(TO DO): In the entries below, format everything from the line containing "Find each scaly leg" down to the line containing "[[239, 104, 250, 113]]" as a numbered list, one line per item. Include both of those lines and leave out any blank lines.

Dataset items
━━━━━━━━

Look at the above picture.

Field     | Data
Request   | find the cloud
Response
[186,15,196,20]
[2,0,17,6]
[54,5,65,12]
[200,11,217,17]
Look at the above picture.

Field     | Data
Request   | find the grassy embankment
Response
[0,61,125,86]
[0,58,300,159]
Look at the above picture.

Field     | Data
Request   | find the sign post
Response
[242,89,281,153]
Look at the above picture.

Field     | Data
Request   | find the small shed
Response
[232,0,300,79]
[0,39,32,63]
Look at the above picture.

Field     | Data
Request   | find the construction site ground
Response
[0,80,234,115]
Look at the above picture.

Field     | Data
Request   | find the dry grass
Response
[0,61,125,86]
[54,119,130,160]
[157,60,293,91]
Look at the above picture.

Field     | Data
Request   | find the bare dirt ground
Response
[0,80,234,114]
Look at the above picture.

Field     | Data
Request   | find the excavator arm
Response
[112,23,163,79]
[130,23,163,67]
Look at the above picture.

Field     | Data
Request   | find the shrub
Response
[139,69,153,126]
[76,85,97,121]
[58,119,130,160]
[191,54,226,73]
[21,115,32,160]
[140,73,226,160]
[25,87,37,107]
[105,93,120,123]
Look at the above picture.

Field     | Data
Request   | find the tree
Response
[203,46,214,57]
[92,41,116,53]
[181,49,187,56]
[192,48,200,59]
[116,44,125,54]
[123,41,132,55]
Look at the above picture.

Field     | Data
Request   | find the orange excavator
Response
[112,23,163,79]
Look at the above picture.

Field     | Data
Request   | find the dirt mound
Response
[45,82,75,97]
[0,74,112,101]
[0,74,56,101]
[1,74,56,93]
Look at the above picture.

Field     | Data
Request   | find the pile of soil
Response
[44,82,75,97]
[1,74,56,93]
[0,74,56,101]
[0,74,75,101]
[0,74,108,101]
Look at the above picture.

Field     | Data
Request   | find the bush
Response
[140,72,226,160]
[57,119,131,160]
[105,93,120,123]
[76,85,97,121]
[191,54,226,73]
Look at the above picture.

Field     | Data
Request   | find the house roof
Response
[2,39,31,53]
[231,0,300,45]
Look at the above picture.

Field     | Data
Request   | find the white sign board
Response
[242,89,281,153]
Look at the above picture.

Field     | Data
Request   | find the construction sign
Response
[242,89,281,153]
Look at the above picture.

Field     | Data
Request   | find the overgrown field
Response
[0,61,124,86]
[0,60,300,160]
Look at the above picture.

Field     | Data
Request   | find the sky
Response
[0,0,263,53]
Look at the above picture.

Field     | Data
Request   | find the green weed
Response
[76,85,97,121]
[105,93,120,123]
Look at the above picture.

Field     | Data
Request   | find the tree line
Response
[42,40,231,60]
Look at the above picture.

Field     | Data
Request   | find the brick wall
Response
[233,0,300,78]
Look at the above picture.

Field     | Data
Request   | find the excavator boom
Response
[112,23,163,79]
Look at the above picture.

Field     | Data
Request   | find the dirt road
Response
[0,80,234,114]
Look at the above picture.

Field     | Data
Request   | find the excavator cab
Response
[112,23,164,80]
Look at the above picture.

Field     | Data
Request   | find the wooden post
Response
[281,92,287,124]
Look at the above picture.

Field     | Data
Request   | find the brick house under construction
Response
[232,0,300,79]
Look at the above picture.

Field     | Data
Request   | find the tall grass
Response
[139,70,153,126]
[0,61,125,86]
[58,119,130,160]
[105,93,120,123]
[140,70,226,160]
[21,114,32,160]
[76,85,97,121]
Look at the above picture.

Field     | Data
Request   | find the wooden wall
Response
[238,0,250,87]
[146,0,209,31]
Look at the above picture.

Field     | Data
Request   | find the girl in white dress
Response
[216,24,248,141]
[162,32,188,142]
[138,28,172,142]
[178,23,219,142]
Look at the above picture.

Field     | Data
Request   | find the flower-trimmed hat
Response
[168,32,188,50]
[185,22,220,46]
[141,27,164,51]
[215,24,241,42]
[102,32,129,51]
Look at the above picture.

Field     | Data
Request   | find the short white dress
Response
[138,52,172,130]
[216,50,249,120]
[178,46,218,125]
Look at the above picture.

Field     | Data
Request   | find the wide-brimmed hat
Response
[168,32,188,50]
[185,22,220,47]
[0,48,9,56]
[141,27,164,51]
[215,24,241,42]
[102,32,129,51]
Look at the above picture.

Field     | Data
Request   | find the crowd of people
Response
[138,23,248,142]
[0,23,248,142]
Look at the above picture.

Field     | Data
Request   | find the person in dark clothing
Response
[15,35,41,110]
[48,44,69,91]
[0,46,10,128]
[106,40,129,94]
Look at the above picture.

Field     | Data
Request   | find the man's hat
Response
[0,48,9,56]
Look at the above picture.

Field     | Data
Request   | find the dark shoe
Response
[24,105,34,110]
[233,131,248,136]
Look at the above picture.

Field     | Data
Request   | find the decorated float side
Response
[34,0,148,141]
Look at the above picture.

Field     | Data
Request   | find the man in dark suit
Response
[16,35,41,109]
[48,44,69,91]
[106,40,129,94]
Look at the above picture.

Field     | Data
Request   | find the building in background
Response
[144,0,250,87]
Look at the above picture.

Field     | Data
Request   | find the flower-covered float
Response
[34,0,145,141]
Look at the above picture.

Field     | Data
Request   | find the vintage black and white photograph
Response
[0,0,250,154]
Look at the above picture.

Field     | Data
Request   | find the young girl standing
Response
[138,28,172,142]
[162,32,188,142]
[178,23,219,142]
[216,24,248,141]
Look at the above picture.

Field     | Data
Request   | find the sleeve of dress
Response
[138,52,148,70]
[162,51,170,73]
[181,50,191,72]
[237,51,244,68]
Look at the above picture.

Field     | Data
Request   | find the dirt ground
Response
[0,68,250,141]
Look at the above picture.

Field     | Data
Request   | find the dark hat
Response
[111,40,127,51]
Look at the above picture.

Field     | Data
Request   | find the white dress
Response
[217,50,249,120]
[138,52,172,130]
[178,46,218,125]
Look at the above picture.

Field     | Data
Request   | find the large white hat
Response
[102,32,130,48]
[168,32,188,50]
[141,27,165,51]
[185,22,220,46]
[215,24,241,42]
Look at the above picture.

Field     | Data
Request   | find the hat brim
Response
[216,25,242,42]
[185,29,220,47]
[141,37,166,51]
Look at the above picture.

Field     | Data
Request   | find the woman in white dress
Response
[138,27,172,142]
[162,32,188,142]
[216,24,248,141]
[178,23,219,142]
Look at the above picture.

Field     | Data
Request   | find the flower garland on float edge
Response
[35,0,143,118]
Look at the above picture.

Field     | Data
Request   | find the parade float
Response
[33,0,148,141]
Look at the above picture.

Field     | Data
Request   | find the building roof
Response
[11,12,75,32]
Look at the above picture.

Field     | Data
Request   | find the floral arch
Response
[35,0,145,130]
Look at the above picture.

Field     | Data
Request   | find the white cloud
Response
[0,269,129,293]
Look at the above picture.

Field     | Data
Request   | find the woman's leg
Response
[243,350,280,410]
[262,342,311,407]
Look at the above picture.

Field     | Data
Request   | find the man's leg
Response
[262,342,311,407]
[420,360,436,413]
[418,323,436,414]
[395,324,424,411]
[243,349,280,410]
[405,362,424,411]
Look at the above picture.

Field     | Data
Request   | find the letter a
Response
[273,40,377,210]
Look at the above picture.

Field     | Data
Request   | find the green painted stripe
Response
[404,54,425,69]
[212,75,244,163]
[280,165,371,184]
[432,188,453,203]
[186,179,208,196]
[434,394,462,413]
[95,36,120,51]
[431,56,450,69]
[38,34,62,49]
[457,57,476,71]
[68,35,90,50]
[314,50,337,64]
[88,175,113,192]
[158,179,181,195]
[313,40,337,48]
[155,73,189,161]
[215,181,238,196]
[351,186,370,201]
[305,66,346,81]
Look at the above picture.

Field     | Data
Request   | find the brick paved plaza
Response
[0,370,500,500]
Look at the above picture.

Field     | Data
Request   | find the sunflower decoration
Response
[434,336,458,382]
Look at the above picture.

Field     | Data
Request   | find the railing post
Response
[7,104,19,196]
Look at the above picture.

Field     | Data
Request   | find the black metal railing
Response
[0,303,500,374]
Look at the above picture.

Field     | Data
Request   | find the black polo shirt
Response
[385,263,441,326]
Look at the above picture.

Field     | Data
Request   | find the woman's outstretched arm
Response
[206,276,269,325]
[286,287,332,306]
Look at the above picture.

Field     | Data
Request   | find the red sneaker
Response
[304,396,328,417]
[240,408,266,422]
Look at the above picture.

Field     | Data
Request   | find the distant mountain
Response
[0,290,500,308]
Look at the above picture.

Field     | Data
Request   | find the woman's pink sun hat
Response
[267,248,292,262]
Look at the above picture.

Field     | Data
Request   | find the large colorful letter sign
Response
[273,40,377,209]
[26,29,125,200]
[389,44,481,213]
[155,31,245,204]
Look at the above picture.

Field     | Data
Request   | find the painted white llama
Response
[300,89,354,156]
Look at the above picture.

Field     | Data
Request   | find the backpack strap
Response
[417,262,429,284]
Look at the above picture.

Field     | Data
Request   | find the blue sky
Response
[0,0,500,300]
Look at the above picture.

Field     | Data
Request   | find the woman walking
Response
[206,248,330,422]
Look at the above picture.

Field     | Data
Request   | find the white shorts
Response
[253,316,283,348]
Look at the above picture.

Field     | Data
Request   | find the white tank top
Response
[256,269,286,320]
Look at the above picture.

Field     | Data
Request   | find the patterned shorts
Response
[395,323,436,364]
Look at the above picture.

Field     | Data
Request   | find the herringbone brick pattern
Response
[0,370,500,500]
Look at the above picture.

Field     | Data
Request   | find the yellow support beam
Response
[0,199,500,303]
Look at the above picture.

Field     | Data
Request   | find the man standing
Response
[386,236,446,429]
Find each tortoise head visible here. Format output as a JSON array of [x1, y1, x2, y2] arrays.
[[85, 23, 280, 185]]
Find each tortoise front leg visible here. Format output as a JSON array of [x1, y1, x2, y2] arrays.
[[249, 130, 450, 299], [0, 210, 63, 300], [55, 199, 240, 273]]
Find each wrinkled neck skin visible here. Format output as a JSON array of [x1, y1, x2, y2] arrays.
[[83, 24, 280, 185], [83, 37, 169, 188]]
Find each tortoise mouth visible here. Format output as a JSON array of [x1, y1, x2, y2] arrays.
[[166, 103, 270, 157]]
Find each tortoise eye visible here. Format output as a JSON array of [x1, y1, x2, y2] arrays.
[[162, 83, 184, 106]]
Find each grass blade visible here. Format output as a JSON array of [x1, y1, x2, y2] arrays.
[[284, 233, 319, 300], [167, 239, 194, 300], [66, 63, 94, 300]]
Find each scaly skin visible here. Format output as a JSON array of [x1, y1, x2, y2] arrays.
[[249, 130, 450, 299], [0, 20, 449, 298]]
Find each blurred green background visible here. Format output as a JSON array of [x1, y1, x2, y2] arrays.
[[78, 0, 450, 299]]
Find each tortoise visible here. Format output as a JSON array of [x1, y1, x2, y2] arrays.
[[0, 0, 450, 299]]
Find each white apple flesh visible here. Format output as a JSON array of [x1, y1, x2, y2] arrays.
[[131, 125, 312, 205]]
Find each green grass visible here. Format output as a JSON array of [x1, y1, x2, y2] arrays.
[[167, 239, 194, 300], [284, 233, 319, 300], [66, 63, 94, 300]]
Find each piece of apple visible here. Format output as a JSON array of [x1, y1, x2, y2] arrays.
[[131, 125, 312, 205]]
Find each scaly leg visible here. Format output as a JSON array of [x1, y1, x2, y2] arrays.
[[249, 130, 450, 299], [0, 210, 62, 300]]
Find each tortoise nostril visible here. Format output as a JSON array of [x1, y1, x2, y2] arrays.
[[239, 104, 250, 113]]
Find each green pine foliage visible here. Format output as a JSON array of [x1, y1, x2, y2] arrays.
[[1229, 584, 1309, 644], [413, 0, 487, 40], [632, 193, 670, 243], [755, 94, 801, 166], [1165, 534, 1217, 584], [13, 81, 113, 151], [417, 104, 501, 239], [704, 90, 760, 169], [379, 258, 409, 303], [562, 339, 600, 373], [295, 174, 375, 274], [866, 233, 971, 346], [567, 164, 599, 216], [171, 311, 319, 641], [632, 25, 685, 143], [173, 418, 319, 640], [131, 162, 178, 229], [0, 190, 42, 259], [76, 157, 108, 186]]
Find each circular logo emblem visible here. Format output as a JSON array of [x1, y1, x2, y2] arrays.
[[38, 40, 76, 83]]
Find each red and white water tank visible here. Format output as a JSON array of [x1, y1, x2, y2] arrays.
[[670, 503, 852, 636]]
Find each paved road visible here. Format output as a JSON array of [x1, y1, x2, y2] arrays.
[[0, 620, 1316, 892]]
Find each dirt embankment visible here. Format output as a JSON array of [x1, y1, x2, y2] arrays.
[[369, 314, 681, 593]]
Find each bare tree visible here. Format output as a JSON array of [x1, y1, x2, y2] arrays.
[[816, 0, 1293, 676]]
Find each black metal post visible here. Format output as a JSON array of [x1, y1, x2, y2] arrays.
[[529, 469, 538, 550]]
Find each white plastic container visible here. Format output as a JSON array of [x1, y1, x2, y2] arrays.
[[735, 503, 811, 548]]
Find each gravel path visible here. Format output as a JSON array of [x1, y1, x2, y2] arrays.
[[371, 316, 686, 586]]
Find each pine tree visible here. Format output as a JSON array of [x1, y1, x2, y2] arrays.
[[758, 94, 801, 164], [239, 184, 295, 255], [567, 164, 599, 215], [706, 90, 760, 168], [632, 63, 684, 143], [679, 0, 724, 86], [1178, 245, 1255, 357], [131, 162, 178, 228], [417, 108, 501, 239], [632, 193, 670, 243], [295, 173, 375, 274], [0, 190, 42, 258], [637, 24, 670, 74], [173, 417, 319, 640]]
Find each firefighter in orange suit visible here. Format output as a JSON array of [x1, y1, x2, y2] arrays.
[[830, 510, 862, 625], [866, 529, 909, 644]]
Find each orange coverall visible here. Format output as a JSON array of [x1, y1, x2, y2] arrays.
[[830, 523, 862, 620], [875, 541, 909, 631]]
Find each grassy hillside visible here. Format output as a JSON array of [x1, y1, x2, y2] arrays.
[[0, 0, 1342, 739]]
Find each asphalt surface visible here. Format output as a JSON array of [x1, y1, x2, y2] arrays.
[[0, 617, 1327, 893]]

━━━━━━━━

(SOLUTION FOR THIS EXERCISE):
1. Find each scaly leg visible here. Format output as a JSON array of [x1, y1, x2, y2] arrays.
2. [[249, 130, 450, 299], [0, 210, 62, 300]]
3. Find each tortoise nostril visible here. Format output as a JSON array of [x1, y1, x2, y2] arrays.
4. [[239, 104, 250, 113]]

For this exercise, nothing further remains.